--- Records for this task ---

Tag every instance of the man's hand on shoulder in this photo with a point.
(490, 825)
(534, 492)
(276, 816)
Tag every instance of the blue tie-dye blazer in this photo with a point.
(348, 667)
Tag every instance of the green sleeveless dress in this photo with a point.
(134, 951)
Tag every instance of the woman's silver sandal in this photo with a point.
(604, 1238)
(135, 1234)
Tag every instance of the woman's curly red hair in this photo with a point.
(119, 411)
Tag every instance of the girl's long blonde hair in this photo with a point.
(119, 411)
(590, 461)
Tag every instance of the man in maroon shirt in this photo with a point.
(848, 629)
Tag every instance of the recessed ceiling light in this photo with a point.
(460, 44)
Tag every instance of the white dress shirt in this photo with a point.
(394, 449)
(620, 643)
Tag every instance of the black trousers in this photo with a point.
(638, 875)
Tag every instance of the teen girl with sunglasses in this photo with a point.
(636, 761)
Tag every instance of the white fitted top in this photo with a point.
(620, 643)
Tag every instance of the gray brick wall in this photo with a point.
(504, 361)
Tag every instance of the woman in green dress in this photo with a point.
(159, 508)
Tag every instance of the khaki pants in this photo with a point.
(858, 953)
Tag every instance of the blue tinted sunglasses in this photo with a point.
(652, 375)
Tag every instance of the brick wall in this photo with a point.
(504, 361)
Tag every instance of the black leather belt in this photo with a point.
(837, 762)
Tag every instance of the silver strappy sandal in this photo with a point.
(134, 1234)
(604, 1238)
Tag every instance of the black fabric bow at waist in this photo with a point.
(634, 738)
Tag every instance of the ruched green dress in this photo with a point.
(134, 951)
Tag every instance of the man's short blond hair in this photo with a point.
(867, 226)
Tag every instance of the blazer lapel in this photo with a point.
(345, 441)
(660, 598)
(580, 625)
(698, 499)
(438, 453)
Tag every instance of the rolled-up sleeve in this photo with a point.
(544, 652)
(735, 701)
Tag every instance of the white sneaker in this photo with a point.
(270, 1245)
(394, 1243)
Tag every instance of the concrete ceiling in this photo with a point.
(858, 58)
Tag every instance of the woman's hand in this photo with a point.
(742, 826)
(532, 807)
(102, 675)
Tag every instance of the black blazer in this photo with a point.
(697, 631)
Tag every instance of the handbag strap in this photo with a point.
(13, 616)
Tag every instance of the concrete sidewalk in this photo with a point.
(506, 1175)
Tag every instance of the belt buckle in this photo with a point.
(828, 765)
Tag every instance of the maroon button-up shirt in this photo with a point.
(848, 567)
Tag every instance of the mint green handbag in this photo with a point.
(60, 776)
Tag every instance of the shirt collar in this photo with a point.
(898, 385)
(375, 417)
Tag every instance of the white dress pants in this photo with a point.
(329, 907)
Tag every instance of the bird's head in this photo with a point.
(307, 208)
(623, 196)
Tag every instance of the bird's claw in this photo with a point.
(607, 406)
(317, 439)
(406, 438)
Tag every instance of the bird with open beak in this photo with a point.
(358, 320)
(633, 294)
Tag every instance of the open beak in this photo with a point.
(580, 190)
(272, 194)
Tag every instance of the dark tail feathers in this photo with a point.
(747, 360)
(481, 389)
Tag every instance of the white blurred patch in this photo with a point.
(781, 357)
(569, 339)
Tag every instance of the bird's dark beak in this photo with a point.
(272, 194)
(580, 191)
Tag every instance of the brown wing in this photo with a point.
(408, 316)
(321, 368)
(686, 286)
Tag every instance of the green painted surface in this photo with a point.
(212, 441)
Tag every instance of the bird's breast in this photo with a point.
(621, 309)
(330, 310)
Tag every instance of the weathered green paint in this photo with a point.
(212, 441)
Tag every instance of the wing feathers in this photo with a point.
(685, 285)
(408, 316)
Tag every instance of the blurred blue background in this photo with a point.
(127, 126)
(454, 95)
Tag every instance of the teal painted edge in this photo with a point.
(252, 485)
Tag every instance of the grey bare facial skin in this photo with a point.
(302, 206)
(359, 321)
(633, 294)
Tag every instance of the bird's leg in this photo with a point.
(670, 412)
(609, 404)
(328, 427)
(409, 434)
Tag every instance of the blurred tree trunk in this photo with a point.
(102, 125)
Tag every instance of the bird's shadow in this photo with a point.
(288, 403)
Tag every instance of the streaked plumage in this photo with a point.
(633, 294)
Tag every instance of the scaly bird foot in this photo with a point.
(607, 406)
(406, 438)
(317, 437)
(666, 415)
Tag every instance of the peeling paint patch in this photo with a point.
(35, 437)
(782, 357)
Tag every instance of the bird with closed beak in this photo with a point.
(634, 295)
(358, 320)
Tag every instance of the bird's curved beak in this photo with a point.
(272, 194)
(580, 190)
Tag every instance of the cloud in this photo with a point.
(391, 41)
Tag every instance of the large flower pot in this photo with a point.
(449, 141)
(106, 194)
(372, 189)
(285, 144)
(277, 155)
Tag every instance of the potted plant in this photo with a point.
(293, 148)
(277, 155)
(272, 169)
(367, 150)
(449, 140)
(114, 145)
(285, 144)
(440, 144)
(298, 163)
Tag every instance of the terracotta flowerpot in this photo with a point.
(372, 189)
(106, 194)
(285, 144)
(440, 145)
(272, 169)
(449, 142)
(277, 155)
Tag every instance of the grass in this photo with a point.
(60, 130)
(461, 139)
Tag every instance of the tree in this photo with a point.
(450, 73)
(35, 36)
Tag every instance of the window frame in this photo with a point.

---

**Description of the task**
Quote all of the entries verbatim.

**The response**
Tag every instance of the man's hand on shoulder in this photo with a point.
(490, 825)
(534, 492)
(276, 816)
Tag every instance of the blue tie-dye blazer in this photo with a point.
(348, 667)
Tag every instance of the green sleeveless dress in this photo with a point.
(134, 951)
Tag every instance of the woman's silver sandal in this photo with a point.
(604, 1238)
(135, 1234)
Tag every instance of the woman's curly red hair in this photo with a point.
(119, 411)
Tag every instance of the girl's long blonde hair in this photo with a point.
(119, 411)
(590, 461)
Tag every instance of the man in maroon shirt in this photo with a point.
(848, 629)
Tag every instance of the recessed ceiling light in this photo with a point.
(460, 44)
Tag every instance of the white dress shirt in this photo with a point.
(394, 449)
(620, 643)
Tag every instance of the black trousers in this photo with a point.
(638, 875)
Tag every instance of the teen girl with sunglasses in this photo with a point.
(636, 761)
Tag every instance of the white fitted top in this photo with a point.
(620, 643)
Tag every instance of the gray brick wall in this photo with a point.
(504, 361)
Tag every instance of the woman in green dress in this photo with a point.
(159, 508)
Tag every instance of the khaki pants in this photo with a point.
(858, 953)
Tag every instance of the blue tinted sunglasses in this photo with a point.
(652, 375)
Tag every instance of the brick wall in this photo with a point.
(504, 361)
Tag every instance of the black leather belt in this photo with a point.
(837, 762)
Tag every instance of the silver strappy sandal in this photo with a point.
(134, 1234)
(604, 1238)
Tag every instance of the black fabric bow at waist in this photo with a point.
(634, 738)
Tag every instance of the ruched green dress in this photo with a point.
(134, 951)
Tag every instance of the man's short blond hair in this photo with a point.
(867, 226)
Tag every instance of the blazer lapel in this photo with a point.
(345, 441)
(660, 598)
(580, 625)
(698, 499)
(438, 453)
Tag every instance of the rolled-up sleeve in this photo with a point.
(544, 652)
(735, 701)
Tag every instance of the white sneaker in this photo with a point.
(270, 1245)
(394, 1243)
Tag every instance of the concrete ceiling in this photo with a point.
(858, 58)
Tag every instance of the woman's hand in this photo with a point.
(742, 826)
(532, 807)
(102, 675)
Tag every instance of the black blazer in this photo with a point.
(697, 631)
Tag every instance of the handbag strap in this photo with a point.
(13, 616)
Tag every instance of the concrete sidewalk in this photo with a point.
(506, 1175)
Tag every instance of the belt buckle in this photo with a point.
(828, 765)
Tag every instance of the maroon button-up shirt in this photo with a point.
(848, 567)
Tag every instance of the mint green handbag in this photo with a point.
(60, 776)
Tag every instance of the shirt collar in this photo with a point.
(898, 385)
(375, 417)
Tag every instance of the white dress pants in this photo with a point.
(329, 907)
Tag every instance of the bird's head in this photo with a point.
(307, 208)
(623, 196)
Tag every instance of the bird's claw in this photo with a point.
(607, 406)
(317, 439)
(406, 438)
Tag every instance of the bird with open beak in this photo with a point.
(358, 320)
(633, 294)
Tag every instance of the open beak in this photo with a point.
(580, 190)
(272, 194)
Tag every instance of the dark tail feathers in this photo with a point.
(747, 360)
(481, 389)
Tag every instance of the white blurred patch in this photo with a point.
(781, 357)
(569, 339)
Tag every instance of the bird's dark beak in this photo with a point.
(272, 194)
(580, 191)
Tag every instance of the brown wing in this photo with a point.
(408, 316)
(321, 368)
(686, 286)
Tag every instance of the green painted surface in this photo with a point.
(212, 441)
Tag every instance of the bird's breast in this photo with a point.
(621, 309)
(330, 310)
Tag every instance of the weathered green paint in this photo with a point.
(212, 441)
Tag every instance of the wing feathers in this photo with a point.
(685, 285)
(408, 316)
Tag every instance of the blurred blue background in this photo with a point.
(127, 126)
(454, 95)
Tag every instance of the teal painted edge in this photo with a point.
(252, 485)
Tag every instance of the grey bare facial skin in this photo with a point.
(302, 206)
(359, 321)
(633, 294)
Tag every instance of the bird's leg in this photo with a point.
(670, 412)
(609, 404)
(328, 427)
(409, 434)
Tag every instance of the blurred tree trunk in this photo with a point.
(102, 125)
Tag every instance of the bird's shadow in this photo with a point.
(288, 403)
Tag every instance of the streaked plumage in this photo with a point.
(633, 294)
Tag every instance of the scaly bird foot in this photo with a point.
(607, 406)
(406, 438)
(317, 437)
(666, 415)
Tag every instance of the peeling paint patch in this photo with a point.
(35, 437)
(782, 357)
Tag every instance of the bird with closed beak in this photo with a point.
(634, 295)
(358, 320)
Tag every instance of the bird's curved beak in this photo with a point.
(272, 194)
(580, 190)
Tag every instance of the cloud in this photo with a point.
(391, 41)
Tag every instance of the large flower pot in this photo with a point.
(449, 141)
(106, 194)
(372, 189)
(285, 144)
(277, 155)
Tag every instance of the potted plant in this photo with a point.
(293, 148)
(277, 155)
(272, 169)
(367, 150)
(449, 140)
(114, 145)
(285, 144)
(440, 144)
(298, 163)
Tag every instance of the terracotta flowerpot in this photo with a point.
(372, 189)
(106, 194)
(285, 144)
(440, 145)
(272, 169)
(449, 142)
(277, 155)
Tag every instance of the grass in this photo with a point.
(60, 130)
(461, 139)
Tag every instance of the tree in this photo with a point.
(450, 73)
(35, 36)
Tag every instance of the window frame in this photo with a point.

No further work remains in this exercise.